* _TRECHO DA FONTE_
^^^^

Palavras-chave: Tratados Internacionais, Paz mundial, Direito Internacional, Relações internacionais.

1. INTRODUÇÃO

A convivência de diferentes povos e culturas geram confrontos que podem ser considerados naturais. Nesse cenário, a guerra pode-se tornar um fenômeno comum nas relações entre estes Estados, pois ela atua como um mecanismo de proteção dos interesses das muitas hegemonias. Entretanto, verifica-se que, por inúmeras vezes, ela se demonstrou um meio descontrolado que visava somente a consolidação de resultados.

Diante dessa realidade, a paz passa a ser considerada um fenômeno atípico nas Relações Internacionais, porém é necessária para a sobrevivência da sociedade (GONTIJO, 2018).

Ao se analisar os eventos da humanidade, são perceptíveis os resultados, as consequências e os reflexos das guerras na estrutura normativa onde os Estados encontram-se inseridos. Consequentemente, verifica-se que novos valores e princípios passam por reformulação e dão lugar a novos conceitos internacionais no período pós-guerra e que estas realidades foram sendo modificadas por meio de Tratados Internacionais, que definiram regras mútuas de não agressão, adotando meios pacíficos como forma de doutrinar as Relações Internacionais. Esse movimento acontece desde a antiguidade e trata-se de algo contínuo e formador de normativas a serem vivenciadas em todo o mundo (HERZ; HOFFMANN, 2004).

^^^^

* _TAREFAS OBRIGATÓRIAS_
a) Segundo o texto sobre tratados internacionais e paz mundial, como a paz passa a ser considerada nas Relações Internacionais?
b) Copie do texto sobre tratados internacionais e paz mundial o trecho que vai de "Diante dessa realidade, a" até "(HERZ; HOFFMANN, 2004).".
c) Dê prosseguimento ao texto sobre tratados internacionais e paz mundial a partir do ponto em que ele termina.

^^^^

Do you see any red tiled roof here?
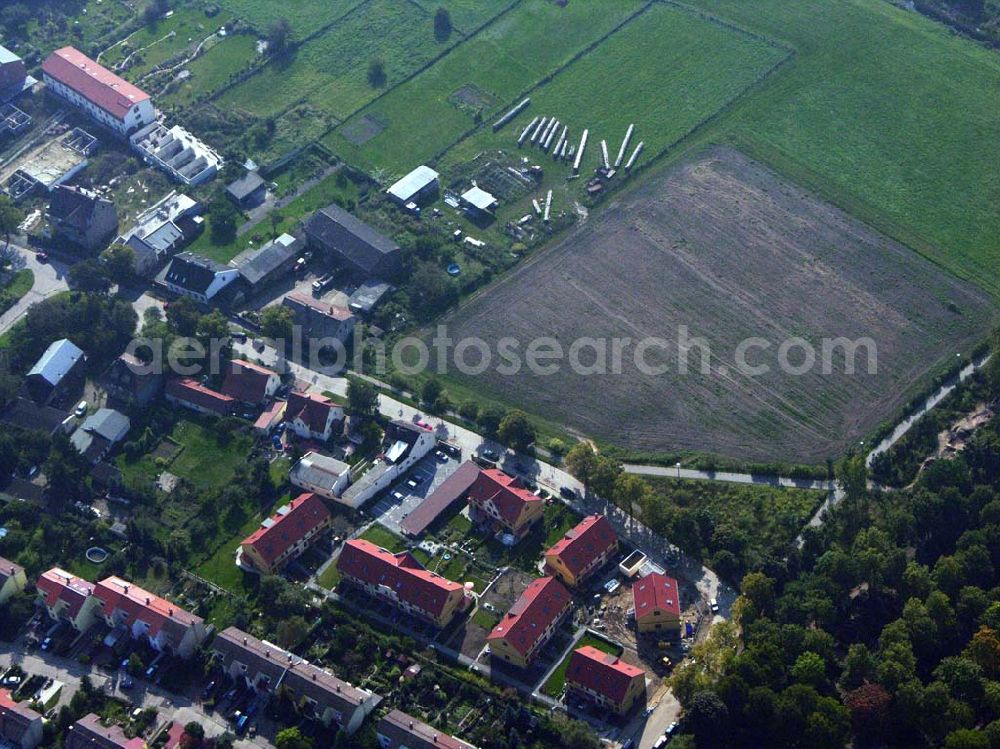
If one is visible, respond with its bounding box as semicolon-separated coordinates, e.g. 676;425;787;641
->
287;291;354;322
222;359;278;403
399;460;479;536
632;572;681;619
486;577;570;655
378;710;476;749
167;377;236;414
545;515;618;575
285;390;338;433
66;713;146;749
566;645;646;704
469;468;542;526
94;577;202;637
42;47;149;120
242;492;330;565
35;567;94;619
337;538;462;616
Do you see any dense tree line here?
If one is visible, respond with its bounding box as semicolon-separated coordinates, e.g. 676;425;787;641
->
672;366;1000;749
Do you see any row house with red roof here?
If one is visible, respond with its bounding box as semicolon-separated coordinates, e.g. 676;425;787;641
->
486;577;573;668
337;539;470;627
566;645;646;715
42;47;156;136
93;577;208;658
222;359;281;406
545;515;618;588
0;689;44;749
237;492;333;575
211;627;382;735
375;710;476;749
0;557;28;606
632;572;681;635
35;567;101;632
468;468;545;540
166;377;239;416
285;390;344;442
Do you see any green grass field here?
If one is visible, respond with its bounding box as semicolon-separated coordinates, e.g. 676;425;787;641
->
118;419;252;489
188;168;359;263
646;478;825;559
323;0;643;173
218;0;367;39
161;34;257;104
448;5;790;174
541;633;622;697
360;523;406;554
220;0;445;119
101;8;231;81
695;0;1000;294
416;0;519;34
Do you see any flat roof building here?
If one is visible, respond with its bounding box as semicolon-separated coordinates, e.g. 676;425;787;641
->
288;452;357;502
130;122;224;186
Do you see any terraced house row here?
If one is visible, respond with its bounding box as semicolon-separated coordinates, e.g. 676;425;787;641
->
35;567;208;658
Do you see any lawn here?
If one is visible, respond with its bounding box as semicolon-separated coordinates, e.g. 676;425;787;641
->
450;5;791;174
220;0;446;119
100;8;231;81
160;34;257;104
188;168;360;263
316;564;340;590
118;417;252;489
218;0;366;39
694;0;1000;295
541;632;622;697
361;523;407;554
644;478;826;577
323;0;643;174
195;496;288;593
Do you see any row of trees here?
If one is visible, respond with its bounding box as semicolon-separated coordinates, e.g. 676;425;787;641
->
671;344;1000;749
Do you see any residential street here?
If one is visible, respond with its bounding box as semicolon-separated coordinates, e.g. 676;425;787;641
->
0;643;270;749
0;243;69;333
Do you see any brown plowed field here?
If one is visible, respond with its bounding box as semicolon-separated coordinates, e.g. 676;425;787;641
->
436;147;997;462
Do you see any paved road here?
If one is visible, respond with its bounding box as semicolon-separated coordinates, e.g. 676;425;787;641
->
0;644;270;749
0;240;69;333
234;341;736;616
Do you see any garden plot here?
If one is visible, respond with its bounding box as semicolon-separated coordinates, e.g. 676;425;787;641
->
220;0;444;119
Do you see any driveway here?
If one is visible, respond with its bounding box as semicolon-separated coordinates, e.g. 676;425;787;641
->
0;243;69;333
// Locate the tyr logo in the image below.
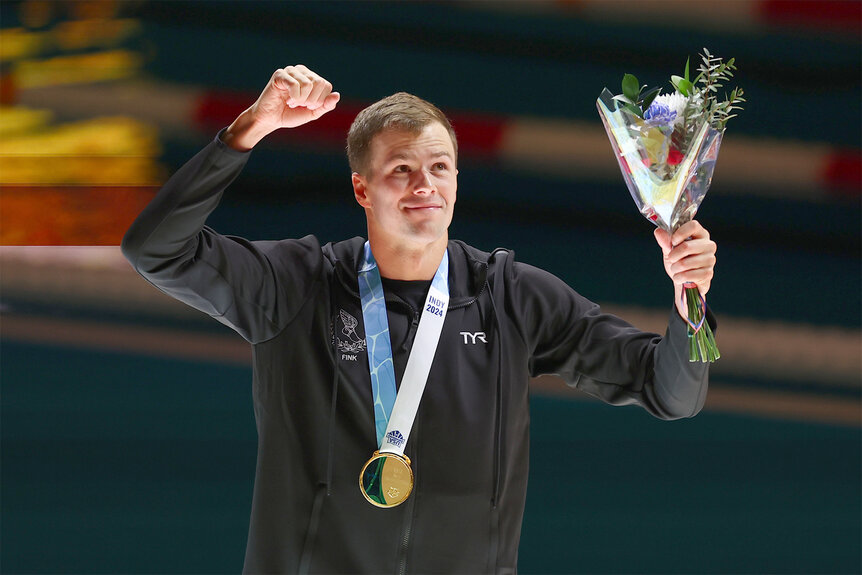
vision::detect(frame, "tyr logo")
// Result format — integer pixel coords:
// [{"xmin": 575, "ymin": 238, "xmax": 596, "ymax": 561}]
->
[{"xmin": 460, "ymin": 331, "xmax": 488, "ymax": 345}]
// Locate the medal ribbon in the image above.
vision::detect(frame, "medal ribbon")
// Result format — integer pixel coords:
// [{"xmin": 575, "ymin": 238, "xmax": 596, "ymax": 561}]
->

^^^^

* _RESPOSTAS AOS PROBLEMAS_
a) Como um fenômeno atípico, porém necessário para a sobrevivência da sociedade.

b)
Diante dessa realidade, a paz passa a ser considerada um fenômeno atípico nas Relações Internacionais, porém é necessária para a sobrevivência da sociedade (GONTIJO, 2018).

Ao se analisar os eventos da humanidade, são perceptíveis os resultados, as consequências e os reflexos das guerras na estrutura normativa onde os Estados encontram-se inseridos. Consequentemente, verifica-se que novos valores e princípios passam por reformulação e dão lugar a novos conceitos internacionais no período pós-guerra e que estas realidades foram sendo modificadas por meio de Tratados Internacionais, que definiram regras mútuas de não agressão, adotando meios pacíficos como forma de doutrinar as Relações Internacionais. Esse movimento acontece desde a antiguidade e trata-se de algo contínuo e formador de normativas a serem vivenciadas em todo o mundo (HERZ; HOFFMANN, 2004).

c)
Esta evolução contribuiu significativamente para o desenvolvimento das Relações Internacionais norteadas para a construção de uma ordem mundial que não utilizasse força como primeira opção na resolução de seus conflitos (PEDRÃO, 2012).

Ante ao exposto, tem-se o entendimento de que os tratados pós-guerras são imprescindíveis para a produção de valores pacíficos e devem ser assegurados pelos Estados dentro das bases jurídicas igualitárias das Relações Internacionais (MAGNOLI, 2004).

Portanto, faz-se necessário a análise de importantes guerras e seus tratados posteriores que reconstruíram as bases jurídicas e políticas da sociedade de Estado, bem como modificaram o comportamento dos atores internacionais após ciclos ininterruptos de violência e mortes nos campos de guerra, uma vez que são inúmeras as normas convencionais disponibilizadas que tratam da convivência entre os Estados, tornando possível a adoção de normativas que proibissem o uso de qualquer forma do uso da força na solução de conflitos.

Nesse contexto, o presente estudo visa demonstrar a reconstrução do ordenamento jurídico internacional perante o sistema de equilíbrio de poder após a Primeira e a Segunda Guerras Mundiais, evidenciando a onda principiológica para a positivação da proibição ao recurso do uso da força. Sendo assim, tem-se como problemática a seguinte questão: as Relações Internacionais influenciaram nos tratados de paz da Primeira e Segunda Guerras Mundiais?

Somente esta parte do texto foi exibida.